-- BEGIN EXERCISE MATERIAL --
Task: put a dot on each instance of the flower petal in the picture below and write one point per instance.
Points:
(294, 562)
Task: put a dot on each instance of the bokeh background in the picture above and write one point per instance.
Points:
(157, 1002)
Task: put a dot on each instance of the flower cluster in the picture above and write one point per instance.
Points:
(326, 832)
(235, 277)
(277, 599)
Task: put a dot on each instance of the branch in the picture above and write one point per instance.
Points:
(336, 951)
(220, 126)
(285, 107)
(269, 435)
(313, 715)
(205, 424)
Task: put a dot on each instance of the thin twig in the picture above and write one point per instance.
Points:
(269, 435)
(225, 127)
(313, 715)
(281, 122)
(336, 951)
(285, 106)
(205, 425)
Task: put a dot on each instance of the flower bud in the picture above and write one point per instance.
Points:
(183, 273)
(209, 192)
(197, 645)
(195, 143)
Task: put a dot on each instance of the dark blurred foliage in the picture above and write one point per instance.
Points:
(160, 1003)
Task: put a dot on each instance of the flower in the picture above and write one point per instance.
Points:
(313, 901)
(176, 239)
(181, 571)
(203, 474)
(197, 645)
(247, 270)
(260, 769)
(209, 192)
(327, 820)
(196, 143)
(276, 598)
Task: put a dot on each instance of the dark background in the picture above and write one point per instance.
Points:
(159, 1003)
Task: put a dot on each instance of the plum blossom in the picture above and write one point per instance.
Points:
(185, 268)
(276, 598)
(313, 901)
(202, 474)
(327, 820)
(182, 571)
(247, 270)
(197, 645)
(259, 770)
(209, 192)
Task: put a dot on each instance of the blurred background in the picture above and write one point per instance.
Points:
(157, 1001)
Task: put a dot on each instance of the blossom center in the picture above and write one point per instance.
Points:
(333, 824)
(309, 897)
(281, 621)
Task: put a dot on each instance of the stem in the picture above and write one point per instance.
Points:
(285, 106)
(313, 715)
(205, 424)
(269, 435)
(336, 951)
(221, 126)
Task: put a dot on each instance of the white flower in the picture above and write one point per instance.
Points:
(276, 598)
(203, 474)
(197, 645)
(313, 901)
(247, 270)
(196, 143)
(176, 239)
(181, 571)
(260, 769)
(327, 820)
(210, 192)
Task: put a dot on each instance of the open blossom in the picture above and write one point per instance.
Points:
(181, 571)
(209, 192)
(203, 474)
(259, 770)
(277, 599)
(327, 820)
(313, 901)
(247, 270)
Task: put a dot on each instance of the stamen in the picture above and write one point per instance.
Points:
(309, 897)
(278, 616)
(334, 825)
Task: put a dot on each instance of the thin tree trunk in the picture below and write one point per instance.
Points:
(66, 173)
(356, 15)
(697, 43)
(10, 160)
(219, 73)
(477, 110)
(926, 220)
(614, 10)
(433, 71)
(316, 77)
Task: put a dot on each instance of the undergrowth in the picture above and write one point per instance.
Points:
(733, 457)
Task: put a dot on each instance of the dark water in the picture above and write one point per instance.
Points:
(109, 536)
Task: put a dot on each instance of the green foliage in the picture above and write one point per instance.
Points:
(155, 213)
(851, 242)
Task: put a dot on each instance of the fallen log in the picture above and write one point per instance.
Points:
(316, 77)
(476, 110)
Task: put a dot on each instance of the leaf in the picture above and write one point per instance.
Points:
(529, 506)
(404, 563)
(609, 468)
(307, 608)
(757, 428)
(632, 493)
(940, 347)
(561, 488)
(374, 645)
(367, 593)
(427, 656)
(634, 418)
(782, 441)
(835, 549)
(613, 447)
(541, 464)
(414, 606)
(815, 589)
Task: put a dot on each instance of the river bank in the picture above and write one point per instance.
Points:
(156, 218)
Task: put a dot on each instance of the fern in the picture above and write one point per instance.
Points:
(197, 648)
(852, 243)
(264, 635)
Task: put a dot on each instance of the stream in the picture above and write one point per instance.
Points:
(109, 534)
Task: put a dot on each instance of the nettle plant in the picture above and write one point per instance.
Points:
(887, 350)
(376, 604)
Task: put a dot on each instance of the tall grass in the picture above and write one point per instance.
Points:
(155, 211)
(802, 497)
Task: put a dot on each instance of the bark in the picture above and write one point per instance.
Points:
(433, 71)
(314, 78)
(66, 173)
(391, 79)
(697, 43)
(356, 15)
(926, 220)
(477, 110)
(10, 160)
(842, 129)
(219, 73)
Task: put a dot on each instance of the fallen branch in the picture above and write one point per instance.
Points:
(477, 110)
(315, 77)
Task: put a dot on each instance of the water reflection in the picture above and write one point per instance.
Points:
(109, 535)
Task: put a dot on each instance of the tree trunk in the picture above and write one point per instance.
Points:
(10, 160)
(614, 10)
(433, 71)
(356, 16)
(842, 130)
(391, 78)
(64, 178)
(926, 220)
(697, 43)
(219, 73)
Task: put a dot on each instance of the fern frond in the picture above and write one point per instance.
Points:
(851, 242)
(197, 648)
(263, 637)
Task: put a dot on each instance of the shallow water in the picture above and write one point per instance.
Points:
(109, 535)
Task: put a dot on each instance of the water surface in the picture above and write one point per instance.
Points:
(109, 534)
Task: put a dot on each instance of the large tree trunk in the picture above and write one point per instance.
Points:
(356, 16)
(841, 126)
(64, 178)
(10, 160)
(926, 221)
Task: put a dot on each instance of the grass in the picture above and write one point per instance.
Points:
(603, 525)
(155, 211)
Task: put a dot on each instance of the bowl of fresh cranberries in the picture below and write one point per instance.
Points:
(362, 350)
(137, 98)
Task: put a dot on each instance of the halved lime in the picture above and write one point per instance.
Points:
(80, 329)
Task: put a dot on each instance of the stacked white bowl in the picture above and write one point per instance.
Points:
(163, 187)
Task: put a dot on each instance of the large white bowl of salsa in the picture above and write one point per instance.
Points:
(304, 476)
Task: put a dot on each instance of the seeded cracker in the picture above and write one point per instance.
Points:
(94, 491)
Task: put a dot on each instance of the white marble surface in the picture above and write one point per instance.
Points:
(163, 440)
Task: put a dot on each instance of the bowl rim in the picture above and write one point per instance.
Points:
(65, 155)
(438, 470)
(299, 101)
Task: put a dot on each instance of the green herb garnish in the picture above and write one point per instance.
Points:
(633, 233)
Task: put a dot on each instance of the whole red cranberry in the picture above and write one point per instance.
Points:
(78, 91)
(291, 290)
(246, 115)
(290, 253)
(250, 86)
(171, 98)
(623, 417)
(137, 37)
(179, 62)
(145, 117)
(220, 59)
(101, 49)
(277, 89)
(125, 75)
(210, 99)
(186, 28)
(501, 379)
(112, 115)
-- END EXERCISE MATERIAL --
■ **TASK DETAILS**
Give all of the entries again, word for word.

■ **FULL SOLUTION**
Task: put a dot on each instance of the flower petal in the picture below and write one point per instance.
Points:
(294, 562)
Task: put a dot on each instance of the bokeh background in the picture above and write one point per instance.
Points:
(157, 1002)
Task: put a dot on each instance of the flower cluster in the picture above and write one point per instance.
Points:
(326, 832)
(235, 277)
(277, 599)
Task: put a dot on each instance of the branch in the picture above and write one point per instance.
Points:
(336, 951)
(220, 126)
(285, 107)
(269, 435)
(313, 715)
(205, 424)
Task: put a dot on each instance of the thin twig in the picture above and write one point per instance.
Points:
(269, 435)
(225, 127)
(313, 715)
(281, 122)
(336, 951)
(285, 106)
(205, 425)
Task: put a dot on each instance of the flower bud in the picture above and write one point per instance.
Points:
(183, 273)
(209, 192)
(197, 645)
(195, 143)
Task: put a dot on each instance of the dark blurred foliage in the picture above and write one point per instance.
Points:
(160, 1003)
Task: put a dot on each instance of the flower in the picture above and write one point per instance.
Points:
(313, 901)
(176, 239)
(181, 571)
(203, 474)
(197, 645)
(247, 270)
(260, 769)
(209, 192)
(327, 820)
(196, 143)
(276, 598)
Task: put a dot on each instance of the dark background in the picture above and write one point per instance.
Points:
(159, 1003)
Task: put a dot on each instance of the plum blossom in the picture above and write one point per instance.
Points:
(185, 268)
(276, 598)
(313, 901)
(202, 474)
(327, 820)
(182, 571)
(247, 270)
(197, 645)
(259, 770)
(209, 192)
Task: put a dot on each instance of the blurred background in the picture above and write one point per instance.
Points:
(157, 1001)
Task: put a dot on each instance of the blossom center in the picture above and write one point per instance.
Points:
(333, 824)
(309, 897)
(281, 621)
Task: put a dot on each instance of the stem in the picture above and write one point per instance.
Points:
(285, 106)
(313, 715)
(205, 424)
(269, 435)
(336, 951)
(221, 126)
Task: put a dot on each instance of the white flower in the picture above and write one point per instance.
Points:
(276, 598)
(203, 474)
(197, 645)
(313, 901)
(247, 270)
(196, 143)
(176, 239)
(181, 571)
(260, 769)
(327, 820)
(210, 192)
Task: put a dot on each instance of the open blossom in the picture above and write one point per instance.
Points:
(181, 571)
(209, 192)
(203, 474)
(259, 770)
(277, 599)
(327, 820)
(313, 901)
(247, 270)
Task: put a dot on each instance of the stamen in the picture above and write one point per instance.
Points:
(309, 897)
(278, 616)
(334, 825)
Task: put a dot on each instance of the thin tree trunk in the picture below and write one point per instance.
Points:
(66, 173)
(356, 15)
(697, 43)
(10, 160)
(219, 73)
(477, 110)
(926, 220)
(614, 10)
(433, 71)
(316, 77)
Task: put a dot on each instance of the undergrowth in the picture above and write one point per instance.
Points:
(733, 457)
Task: put a dot on each instance of the dark water in the picture above and write one point per instance.
Points:
(109, 536)
Task: put a dot on each instance of the green foliage in the picture above and write one point per instance.
Points:
(155, 213)
(851, 242)
Task: put a dot on each instance of the fallen log in the picture above and write one point per instance.
Points:
(316, 77)
(476, 110)
Task: put a dot on each instance of the leaf in the picture above and write one point per instance.
Points:
(529, 506)
(404, 563)
(609, 468)
(307, 608)
(757, 428)
(632, 493)
(940, 347)
(561, 488)
(374, 645)
(367, 593)
(427, 656)
(634, 418)
(782, 441)
(835, 549)
(613, 447)
(541, 464)
(414, 606)
(815, 589)
Task: put a dot on each instance of the river bank in the picture above and write one point per instance.
Points:
(156, 218)
Task: put a dot on each instance of the fern in the picture above and write one point per instance.
Points:
(197, 648)
(852, 243)
(264, 635)
Task: put a dot on each instance of the stream in the picture above and write one point per instance.
Points:
(109, 534)
Task: put a dot on each instance of the nettle plant in the picture above and write one point per instance.
Points:
(887, 350)
(376, 604)
Task: put a dot on each instance of the tall grass in the picture above and write one point per instance.
Points:
(155, 211)
(802, 497)
Task: put a dot on each instance of the bark in the picture above and write one point per instance.
Points:
(433, 71)
(314, 78)
(66, 173)
(391, 79)
(697, 43)
(356, 15)
(926, 220)
(477, 110)
(10, 160)
(842, 129)
(219, 73)
Task: put a dot on each instance of the fallen branch in the picture above and write one point per instance.
Points:
(477, 110)
(315, 77)
Task: put a dot on each instance of the water reflection in the picture above and write one point per instance.
Points:
(109, 535)
Task: put a dot on each instance of the tree trunk in the picture above and write one point per instance.
Points:
(10, 160)
(614, 10)
(433, 71)
(356, 16)
(842, 130)
(391, 78)
(64, 178)
(926, 220)
(697, 43)
(219, 73)
Task: put a dot on each instance of the fern frond in the picture above and write one point per instance.
Points:
(851, 242)
(197, 648)
(263, 637)
Task: put a dot on each instance of the shallow water in the picture above and write one point per instance.
Points:
(109, 535)
Task: put a dot on each instance of the water surface in the picture above and write one point per instance.
Points:
(109, 534)
Task: put a dot on each instance of the large tree trunk in the picture above and write one point per instance.
Points:
(356, 16)
(841, 126)
(64, 178)
(10, 160)
(926, 221)
Task: put a dot on each instance of the grass in the picture above and write one point per instance.
Points:
(603, 525)
(155, 211)
Task: put a dot on each instance of the bowl of fresh cranberries in the picture below and write one point per instance.
Points:
(362, 350)
(137, 98)
Task: put a dot on each instance of the halved lime in the picture above and write one point per instance.
Points:
(80, 329)
Task: put a dot on each instance of the stacked white bowl in the picture above and write one point per instance.
Points:
(163, 187)
Task: put a dot on each instance of the large white bowl of salsa in the picture above and write one point per instance.
Points:
(304, 476)
Task: put a dot on each instance of the seeded cracker in the picture above and write one point per instance.
Points:
(94, 491)
Task: put a dot on each instance of the white marble surface in the picture above and write one point per instance.
Points:
(163, 440)
Task: put a dot on each instance of the bowl rim in the picture above and write one point per instance.
Points:
(65, 155)
(438, 470)
(299, 101)
Task: put a dot on each instance of the green herb garnish in the picture above and write one point per instance.
Points:
(633, 233)
Task: put a dot on each instance of the whole red cranberry in the picture above and write one point per instance.
Points:
(78, 91)
(291, 290)
(246, 115)
(290, 253)
(250, 86)
(171, 98)
(623, 417)
(137, 37)
(179, 62)
(145, 117)
(220, 59)
(101, 49)
(277, 89)
(125, 75)
(210, 99)
(186, 28)
(501, 379)
(112, 115)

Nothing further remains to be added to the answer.